Return each line in the entries below that contains the word "trunk", copied in full.

**Working data:**
[BEGIN]
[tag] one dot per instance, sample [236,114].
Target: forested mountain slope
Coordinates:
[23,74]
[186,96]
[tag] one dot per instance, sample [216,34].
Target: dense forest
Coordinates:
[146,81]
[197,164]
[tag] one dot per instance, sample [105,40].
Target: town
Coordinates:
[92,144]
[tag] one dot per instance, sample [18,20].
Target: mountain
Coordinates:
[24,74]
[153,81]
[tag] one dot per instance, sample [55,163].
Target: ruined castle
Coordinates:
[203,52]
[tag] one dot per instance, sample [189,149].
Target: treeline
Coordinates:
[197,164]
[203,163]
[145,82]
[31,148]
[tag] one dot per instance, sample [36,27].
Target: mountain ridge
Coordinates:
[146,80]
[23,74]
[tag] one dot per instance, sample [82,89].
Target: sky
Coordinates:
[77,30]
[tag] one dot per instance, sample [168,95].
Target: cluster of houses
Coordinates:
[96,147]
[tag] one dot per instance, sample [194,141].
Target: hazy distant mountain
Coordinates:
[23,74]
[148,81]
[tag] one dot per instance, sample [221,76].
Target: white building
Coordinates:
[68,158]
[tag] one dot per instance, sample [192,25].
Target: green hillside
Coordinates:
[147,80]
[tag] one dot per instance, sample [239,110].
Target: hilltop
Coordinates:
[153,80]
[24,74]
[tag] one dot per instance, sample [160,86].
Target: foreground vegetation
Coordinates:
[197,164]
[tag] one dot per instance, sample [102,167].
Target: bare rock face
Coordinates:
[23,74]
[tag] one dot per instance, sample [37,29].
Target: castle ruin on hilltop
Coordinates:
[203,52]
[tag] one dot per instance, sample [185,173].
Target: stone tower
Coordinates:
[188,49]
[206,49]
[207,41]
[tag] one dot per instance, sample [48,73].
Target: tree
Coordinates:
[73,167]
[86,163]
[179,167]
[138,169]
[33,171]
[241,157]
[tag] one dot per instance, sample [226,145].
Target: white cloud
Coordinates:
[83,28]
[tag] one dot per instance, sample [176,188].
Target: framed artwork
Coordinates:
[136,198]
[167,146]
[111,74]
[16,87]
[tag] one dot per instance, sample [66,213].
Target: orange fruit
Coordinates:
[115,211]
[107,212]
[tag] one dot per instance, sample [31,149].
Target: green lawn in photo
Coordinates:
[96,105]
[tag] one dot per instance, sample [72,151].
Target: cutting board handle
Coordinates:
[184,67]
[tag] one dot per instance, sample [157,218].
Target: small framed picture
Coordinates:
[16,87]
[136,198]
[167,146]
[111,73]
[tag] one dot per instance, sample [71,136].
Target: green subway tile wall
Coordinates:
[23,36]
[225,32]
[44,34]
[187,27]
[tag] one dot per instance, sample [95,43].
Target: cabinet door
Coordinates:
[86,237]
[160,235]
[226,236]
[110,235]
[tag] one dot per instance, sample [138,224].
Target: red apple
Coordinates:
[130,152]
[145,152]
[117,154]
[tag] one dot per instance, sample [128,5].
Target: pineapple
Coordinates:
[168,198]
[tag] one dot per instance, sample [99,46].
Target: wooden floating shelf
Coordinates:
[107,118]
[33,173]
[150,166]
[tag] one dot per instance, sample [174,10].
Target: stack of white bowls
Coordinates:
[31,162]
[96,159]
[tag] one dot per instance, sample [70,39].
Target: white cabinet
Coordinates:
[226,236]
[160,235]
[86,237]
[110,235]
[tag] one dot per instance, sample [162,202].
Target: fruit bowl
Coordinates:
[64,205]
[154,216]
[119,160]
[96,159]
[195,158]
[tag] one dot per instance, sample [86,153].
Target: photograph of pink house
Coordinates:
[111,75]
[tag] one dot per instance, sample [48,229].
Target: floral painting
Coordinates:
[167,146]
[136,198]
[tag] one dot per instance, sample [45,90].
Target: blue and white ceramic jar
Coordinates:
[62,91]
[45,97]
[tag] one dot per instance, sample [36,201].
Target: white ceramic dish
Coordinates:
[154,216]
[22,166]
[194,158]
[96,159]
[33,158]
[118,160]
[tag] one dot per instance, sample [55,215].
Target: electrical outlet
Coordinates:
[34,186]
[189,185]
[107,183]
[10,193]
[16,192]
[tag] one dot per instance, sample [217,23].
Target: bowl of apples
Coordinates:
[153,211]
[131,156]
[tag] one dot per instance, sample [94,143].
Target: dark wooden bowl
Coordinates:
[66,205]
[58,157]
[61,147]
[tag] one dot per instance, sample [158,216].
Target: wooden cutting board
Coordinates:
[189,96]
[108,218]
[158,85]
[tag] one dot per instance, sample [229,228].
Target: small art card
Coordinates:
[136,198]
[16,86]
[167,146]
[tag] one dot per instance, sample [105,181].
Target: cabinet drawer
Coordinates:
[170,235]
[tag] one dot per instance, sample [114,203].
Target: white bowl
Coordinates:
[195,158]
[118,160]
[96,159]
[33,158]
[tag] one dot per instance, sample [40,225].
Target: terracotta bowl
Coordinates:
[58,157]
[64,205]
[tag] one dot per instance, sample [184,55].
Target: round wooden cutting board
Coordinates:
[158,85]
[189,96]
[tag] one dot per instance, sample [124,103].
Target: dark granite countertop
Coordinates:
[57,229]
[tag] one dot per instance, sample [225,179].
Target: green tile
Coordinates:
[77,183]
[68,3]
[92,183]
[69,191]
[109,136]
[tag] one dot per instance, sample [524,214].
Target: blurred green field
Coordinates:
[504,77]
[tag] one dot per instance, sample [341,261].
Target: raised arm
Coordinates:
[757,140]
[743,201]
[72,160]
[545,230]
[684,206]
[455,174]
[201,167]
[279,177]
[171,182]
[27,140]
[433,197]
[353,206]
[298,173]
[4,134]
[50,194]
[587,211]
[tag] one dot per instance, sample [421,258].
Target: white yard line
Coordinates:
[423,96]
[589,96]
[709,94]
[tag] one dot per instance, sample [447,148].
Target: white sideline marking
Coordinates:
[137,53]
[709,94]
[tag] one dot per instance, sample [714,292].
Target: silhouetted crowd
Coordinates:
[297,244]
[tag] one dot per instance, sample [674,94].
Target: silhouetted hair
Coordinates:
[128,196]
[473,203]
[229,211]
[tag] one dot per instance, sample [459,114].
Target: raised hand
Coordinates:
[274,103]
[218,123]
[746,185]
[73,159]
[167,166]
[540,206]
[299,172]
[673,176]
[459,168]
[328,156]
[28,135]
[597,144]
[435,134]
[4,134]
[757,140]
[END]
[BEGIN]
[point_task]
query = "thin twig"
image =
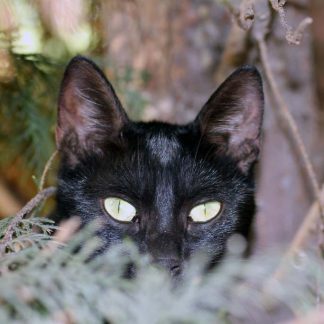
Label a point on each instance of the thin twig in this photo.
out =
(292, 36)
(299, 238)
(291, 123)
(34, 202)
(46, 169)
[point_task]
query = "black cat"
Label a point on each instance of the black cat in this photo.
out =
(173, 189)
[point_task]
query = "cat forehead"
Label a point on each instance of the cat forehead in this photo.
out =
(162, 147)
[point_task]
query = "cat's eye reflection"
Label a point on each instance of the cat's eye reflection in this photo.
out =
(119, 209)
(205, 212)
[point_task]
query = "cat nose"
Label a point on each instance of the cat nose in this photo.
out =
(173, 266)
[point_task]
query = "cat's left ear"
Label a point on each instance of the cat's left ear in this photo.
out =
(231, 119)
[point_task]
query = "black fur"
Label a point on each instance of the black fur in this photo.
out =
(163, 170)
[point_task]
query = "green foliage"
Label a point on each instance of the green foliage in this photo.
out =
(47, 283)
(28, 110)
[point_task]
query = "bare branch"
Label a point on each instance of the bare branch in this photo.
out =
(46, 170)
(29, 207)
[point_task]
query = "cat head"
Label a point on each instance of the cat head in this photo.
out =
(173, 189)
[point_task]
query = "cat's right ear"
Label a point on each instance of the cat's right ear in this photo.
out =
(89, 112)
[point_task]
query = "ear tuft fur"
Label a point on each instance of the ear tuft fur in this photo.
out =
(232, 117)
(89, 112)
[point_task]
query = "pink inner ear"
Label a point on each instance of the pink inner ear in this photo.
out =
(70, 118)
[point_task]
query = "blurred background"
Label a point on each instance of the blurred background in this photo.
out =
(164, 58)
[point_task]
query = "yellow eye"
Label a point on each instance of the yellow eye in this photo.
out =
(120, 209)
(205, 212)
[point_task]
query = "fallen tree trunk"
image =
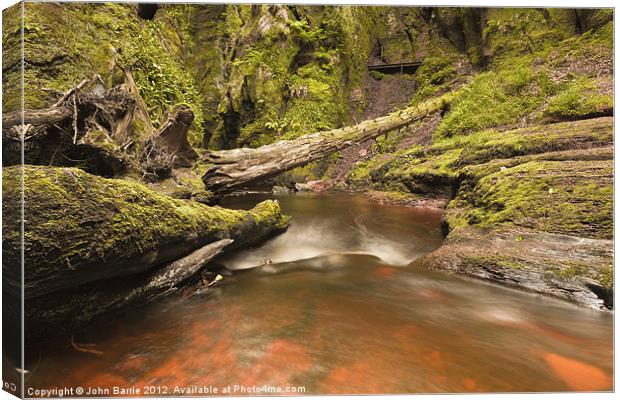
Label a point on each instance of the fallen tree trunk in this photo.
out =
[END]
**Correct response:**
query = "fallen tree trunk"
Label a point on each instance of the fallen tree trunk in this photo.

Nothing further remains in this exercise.